Il répète qu’il a compris très vite que l’intention du Maire de Paris à l’époque était de lui faire porter le chapeau. Puis il se tourne vers Olivier Fabre et lui dit : « Avouez ! Ne dissimulez pas la présence de jean Tiberi Avouez qu’il fallait gonfler le corps électoral au sein de son parti pour gagner des sièges au Conseil de paris ! ». A madame Affret : « Dites la vérité : vous avez exécuté les ordres de Jean Tibéri. Il vous l’avait demandé ! » A Jaqueline Mokricky : « Vous étiez la cheville ouvrière, vous n’y pouvez rien ! » Et enfin, il ne se tourne même pas vers Xavière Tibéri mais dit seulement : « Elle doit dire la vérité et avouer son rôle ».
Enfin il conclut : « J’ai essayé, j’ai fait ce que j’ai pu mais plus, c’était impossible, j’aurais été laminé ! ».

Olivier Fabre lui succède. Il répète qu’il a dit la vérité, qu’il a vu Jean Tibéri en 97 à une réunion de retrait de cartes de faux électeurs, il rappelle, le lendemain de la perquisition son rendez-vous avec Jean Tiberi qui lui a promis un avocat –il était au courant- ! Il achève son exorde par cette phrase : « C’est ma parole de fonctionnaire de catégorie C contre celle des élus, je ne fais pas le poids ».

Très père noble et pas du tout ennuyé, Jean Tibéri se lève et confirme sans hésiter sa ligne de défense : « Je n’accuse personne, je n’ai jamais refusé de radiation, ces fonctionnaires mentent pour se protéger. Je reçois ces attaques avec peine mais je résiste ». Serein, le maire du 5eme ! Et le président Albert semble se demander combien de temps, il va se moquer de la justice. Quant à nous, électeurs du 5 eme, nous nous demandons aussi combien de temps il va nous prendre pour des imbéciles.

→ Données affichées
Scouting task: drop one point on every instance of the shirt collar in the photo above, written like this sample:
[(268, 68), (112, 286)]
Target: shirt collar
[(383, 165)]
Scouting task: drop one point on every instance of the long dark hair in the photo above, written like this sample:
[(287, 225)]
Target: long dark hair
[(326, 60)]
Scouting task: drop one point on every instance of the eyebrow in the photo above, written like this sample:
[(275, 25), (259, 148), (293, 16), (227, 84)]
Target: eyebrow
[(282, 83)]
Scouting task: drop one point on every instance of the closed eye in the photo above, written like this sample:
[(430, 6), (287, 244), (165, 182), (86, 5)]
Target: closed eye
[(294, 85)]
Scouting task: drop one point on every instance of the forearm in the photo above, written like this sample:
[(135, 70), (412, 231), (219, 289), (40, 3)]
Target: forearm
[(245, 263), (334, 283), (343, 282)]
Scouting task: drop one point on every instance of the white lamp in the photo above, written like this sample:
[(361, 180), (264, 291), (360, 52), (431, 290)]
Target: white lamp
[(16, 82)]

→ Énoncé
Recopiez mot pour mot, s'il vous plaît, le passage du compte rendu d'audience qui commence par « Très père noble » et se termine par « pour des imbéciles. ».

→ Résultat obtenu
Très père noble et pas du tout ennuyé, Jean Tibéri se lève et confirme sans hésiter sa ligne de défense : « Je n’accuse personne, je n’ai jamais refusé de radiation, ces fonctionnaires mentent pour se protéger. Je reçois ces attaques avec peine mais je résiste ». Serein, le maire du 5eme ! Et le président Albert semble se demander combien de temps, il va se moquer de la justice. Quant à nous, électeurs du 5 eme, nous nous demandons aussi combien de temps il va nous prendre pour des imbéciles.